PROBLEM REQUIREMENTS:
Return the data below, unchanged.

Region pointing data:
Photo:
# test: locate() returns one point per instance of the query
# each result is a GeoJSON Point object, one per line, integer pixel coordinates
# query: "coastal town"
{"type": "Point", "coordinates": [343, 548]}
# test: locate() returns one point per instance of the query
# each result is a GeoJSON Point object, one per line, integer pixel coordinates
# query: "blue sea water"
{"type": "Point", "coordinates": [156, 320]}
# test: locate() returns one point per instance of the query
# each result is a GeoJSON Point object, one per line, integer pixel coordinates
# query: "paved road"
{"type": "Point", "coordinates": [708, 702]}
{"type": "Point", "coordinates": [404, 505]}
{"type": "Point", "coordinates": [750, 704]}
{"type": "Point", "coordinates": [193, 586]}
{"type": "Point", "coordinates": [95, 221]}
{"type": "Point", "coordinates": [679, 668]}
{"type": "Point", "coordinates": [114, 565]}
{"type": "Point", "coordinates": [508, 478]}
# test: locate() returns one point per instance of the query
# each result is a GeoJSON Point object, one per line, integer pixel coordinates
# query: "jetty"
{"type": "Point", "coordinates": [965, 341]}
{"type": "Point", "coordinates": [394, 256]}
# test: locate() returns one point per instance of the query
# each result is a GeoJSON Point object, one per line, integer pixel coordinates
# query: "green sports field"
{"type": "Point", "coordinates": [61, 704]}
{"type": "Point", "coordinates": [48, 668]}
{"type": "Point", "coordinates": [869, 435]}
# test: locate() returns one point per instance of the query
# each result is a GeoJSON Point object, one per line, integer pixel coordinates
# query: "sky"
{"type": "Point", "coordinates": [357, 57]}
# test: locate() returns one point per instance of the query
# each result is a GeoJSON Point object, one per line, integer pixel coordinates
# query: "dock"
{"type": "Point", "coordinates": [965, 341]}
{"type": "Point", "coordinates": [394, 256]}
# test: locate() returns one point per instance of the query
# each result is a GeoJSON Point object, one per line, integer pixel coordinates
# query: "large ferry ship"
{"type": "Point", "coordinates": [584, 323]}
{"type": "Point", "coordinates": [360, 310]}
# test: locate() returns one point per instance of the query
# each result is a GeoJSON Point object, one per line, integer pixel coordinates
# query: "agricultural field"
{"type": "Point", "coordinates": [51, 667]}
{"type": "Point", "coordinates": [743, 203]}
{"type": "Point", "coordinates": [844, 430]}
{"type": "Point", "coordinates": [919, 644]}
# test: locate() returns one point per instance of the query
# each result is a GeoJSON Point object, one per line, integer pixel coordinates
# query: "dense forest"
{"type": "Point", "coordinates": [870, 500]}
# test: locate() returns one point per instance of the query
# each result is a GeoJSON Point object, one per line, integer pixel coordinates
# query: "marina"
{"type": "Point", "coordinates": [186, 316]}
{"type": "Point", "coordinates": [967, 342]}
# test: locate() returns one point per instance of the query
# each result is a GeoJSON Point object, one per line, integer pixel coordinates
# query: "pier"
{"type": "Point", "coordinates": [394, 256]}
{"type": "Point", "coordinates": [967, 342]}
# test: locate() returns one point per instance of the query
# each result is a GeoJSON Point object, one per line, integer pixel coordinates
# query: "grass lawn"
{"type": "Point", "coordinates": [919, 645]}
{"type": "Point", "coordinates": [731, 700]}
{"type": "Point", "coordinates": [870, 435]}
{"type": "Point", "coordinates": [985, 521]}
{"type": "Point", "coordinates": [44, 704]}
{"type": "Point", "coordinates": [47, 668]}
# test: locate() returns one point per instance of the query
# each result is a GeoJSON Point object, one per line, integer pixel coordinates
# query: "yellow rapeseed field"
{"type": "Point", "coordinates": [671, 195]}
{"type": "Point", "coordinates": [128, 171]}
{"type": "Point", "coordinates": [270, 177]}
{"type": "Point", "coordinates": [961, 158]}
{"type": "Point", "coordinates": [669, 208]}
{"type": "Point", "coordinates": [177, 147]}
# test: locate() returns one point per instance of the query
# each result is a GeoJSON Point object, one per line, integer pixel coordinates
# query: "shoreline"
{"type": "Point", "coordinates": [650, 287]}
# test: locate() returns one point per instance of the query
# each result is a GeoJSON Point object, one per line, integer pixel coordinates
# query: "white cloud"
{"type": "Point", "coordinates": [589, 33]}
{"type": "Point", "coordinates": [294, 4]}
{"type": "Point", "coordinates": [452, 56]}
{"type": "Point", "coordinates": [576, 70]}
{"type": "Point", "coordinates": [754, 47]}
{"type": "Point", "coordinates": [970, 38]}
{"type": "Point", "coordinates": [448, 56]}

SOLVED EXERCISE:
Photo:
# test: locate() returns one point per instance of the query
# each result is a GeoJSON Point object, one per line, integer pixel coordinates
# query: "coastal town"
{"type": "Point", "coordinates": [343, 548]}
# test: locate() returns one point per instance of the query
# each result is a GeoJSON Point object, one per line, integer pixel coordinates
# query: "blue sea water"
{"type": "Point", "coordinates": [156, 320]}
# test: locate() returns one point per instance of the query
# each result is a GeoJSON Point object, one per line, integer pixel coordinates
# query: "paved road"
{"type": "Point", "coordinates": [708, 702]}
{"type": "Point", "coordinates": [404, 505]}
{"type": "Point", "coordinates": [750, 704]}
{"type": "Point", "coordinates": [193, 586]}
{"type": "Point", "coordinates": [95, 221]}
{"type": "Point", "coordinates": [679, 668]}
{"type": "Point", "coordinates": [114, 565]}
{"type": "Point", "coordinates": [508, 478]}
# test: locate() returns one point per instance of the query
# each result is a GeoJSON Point object, one per line, integer pixel coordinates
# query: "jetty"
{"type": "Point", "coordinates": [965, 341]}
{"type": "Point", "coordinates": [394, 256]}
# test: locate() returns one point per instance of the query
# each result is a GeoJSON Point object, one per line, integer pixel coordinates
# query: "green sports field"
{"type": "Point", "coordinates": [61, 704]}
{"type": "Point", "coordinates": [48, 668]}
{"type": "Point", "coordinates": [869, 435]}
# test: locate() returns one point per instance of the query
# each result is a GeoJSON Point object, one per line, integer pixel coordinates
# query: "sky"
{"type": "Point", "coordinates": [357, 57]}
# test: locate() returns one point per instance of the query
# each result is a GeoJSON Point object, one per line, integer pixel coordinates
# query: "dock"
{"type": "Point", "coordinates": [965, 341]}
{"type": "Point", "coordinates": [394, 256]}
# test: locate() returns one point per instance of the query
# each result is a GeoJSON Point object, one per line, integer pixel coordinates
# query: "large ferry ship"
{"type": "Point", "coordinates": [584, 323]}
{"type": "Point", "coordinates": [360, 310]}
# test: locate() returns one point per instance of the query
# each result is a GeoJSON Point object, one per line, integer pixel coordinates
# query: "agricultural field"
{"type": "Point", "coordinates": [51, 667]}
{"type": "Point", "coordinates": [743, 203]}
{"type": "Point", "coordinates": [844, 430]}
{"type": "Point", "coordinates": [919, 644]}
# test: locate() returns one point per instance of the query
# each result is a GeoJSON Point object, one per line, integer pixel coordinates
# query: "dense forest"
{"type": "Point", "coordinates": [870, 500]}
# test: locate() returns one point per instance of the query
# each result is a GeoJSON Point object, one per line, integer pixel coordinates
# query: "marina"
{"type": "Point", "coordinates": [186, 316]}
{"type": "Point", "coordinates": [967, 342]}
# test: locate() returns one point per instance of the query
# each result is a GeoJSON Point object, one per line, integer pixel coordinates
# query: "pier"
{"type": "Point", "coordinates": [394, 256]}
{"type": "Point", "coordinates": [967, 342]}
# test: locate() returns one point per instance of the query
# each result is a GeoJSON Point object, one per line, integer pixel coordinates
# query: "grass lawn"
{"type": "Point", "coordinates": [919, 645]}
{"type": "Point", "coordinates": [731, 700]}
{"type": "Point", "coordinates": [870, 435]}
{"type": "Point", "coordinates": [985, 521]}
{"type": "Point", "coordinates": [44, 704]}
{"type": "Point", "coordinates": [47, 668]}
# test: locate() returns one point per instance of the query
# each result is a GeoJSON Point object, one per line, integer pixel coordinates
# query: "yellow rapeseed field"
{"type": "Point", "coordinates": [671, 195]}
{"type": "Point", "coordinates": [128, 171]}
{"type": "Point", "coordinates": [270, 177]}
{"type": "Point", "coordinates": [961, 158]}
{"type": "Point", "coordinates": [669, 208]}
{"type": "Point", "coordinates": [177, 147]}
# test: locate() returns one point per instance of the query
# each result is a GeoJSON Point object, one per line, integer pixel coordinates
# query: "shoreline"
{"type": "Point", "coordinates": [650, 287]}
# test: locate() returns one point per instance of the query
# each result is a GeoJSON Point object, one per line, integer pixel coordinates
# query: "white cloud"
{"type": "Point", "coordinates": [589, 33]}
{"type": "Point", "coordinates": [294, 4]}
{"type": "Point", "coordinates": [452, 56]}
{"type": "Point", "coordinates": [576, 70]}
{"type": "Point", "coordinates": [754, 47]}
{"type": "Point", "coordinates": [970, 38]}
{"type": "Point", "coordinates": [448, 56]}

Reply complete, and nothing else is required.